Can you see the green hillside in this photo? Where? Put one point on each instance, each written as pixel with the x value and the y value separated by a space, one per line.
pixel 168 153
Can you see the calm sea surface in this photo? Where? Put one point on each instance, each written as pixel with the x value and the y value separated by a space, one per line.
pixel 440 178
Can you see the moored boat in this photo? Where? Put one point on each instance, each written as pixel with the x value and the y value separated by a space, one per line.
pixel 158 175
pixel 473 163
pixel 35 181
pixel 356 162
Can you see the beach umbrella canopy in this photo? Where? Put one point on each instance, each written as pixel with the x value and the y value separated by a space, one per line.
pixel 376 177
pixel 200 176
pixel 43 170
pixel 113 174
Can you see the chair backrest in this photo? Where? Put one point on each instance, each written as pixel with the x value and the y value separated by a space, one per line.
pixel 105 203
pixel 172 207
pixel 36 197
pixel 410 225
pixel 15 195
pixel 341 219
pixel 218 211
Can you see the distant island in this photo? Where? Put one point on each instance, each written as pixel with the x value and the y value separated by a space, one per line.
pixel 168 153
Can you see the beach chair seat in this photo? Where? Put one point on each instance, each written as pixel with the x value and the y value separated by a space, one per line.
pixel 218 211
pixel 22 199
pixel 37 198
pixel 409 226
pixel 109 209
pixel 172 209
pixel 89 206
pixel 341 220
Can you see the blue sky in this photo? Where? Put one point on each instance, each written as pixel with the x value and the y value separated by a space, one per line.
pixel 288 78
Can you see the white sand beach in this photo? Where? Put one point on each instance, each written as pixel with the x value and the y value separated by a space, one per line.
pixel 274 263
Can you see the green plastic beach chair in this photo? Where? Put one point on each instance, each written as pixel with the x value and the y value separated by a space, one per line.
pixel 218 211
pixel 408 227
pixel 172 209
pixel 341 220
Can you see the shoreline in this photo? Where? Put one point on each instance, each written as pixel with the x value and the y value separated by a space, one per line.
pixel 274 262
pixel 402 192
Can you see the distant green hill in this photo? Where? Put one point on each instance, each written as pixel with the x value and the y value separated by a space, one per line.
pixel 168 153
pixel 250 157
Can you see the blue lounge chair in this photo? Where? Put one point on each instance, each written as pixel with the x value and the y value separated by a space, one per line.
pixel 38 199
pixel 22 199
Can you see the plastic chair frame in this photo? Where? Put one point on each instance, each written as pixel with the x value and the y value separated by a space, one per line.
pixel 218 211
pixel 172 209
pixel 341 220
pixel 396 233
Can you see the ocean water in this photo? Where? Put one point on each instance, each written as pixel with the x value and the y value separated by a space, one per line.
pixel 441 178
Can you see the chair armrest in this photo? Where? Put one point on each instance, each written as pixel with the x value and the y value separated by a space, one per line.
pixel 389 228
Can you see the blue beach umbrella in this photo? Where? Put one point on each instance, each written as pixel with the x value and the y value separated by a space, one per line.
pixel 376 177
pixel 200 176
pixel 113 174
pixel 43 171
-- -- --
#### TO DO
Convert the lines starting at the one containing "Can you see the calm" and ending at the one containing "pixel 356 162", both included, into a numbered list, leaving out any blank lines. Include only those lines.

#### FINISHED TASK
1. Can you see the calm sea surface in this photo? Where? Put one point on each instance, each written as pixel with the x value and the y value separated by a space, one per line.
2. pixel 440 178
3. Can you see the moored boat in this photo? Where? Put one point on each instance, each written as pixel with the x value and the y value separated by a space, one per line.
4. pixel 158 175
5. pixel 473 163
6. pixel 35 181
7. pixel 356 162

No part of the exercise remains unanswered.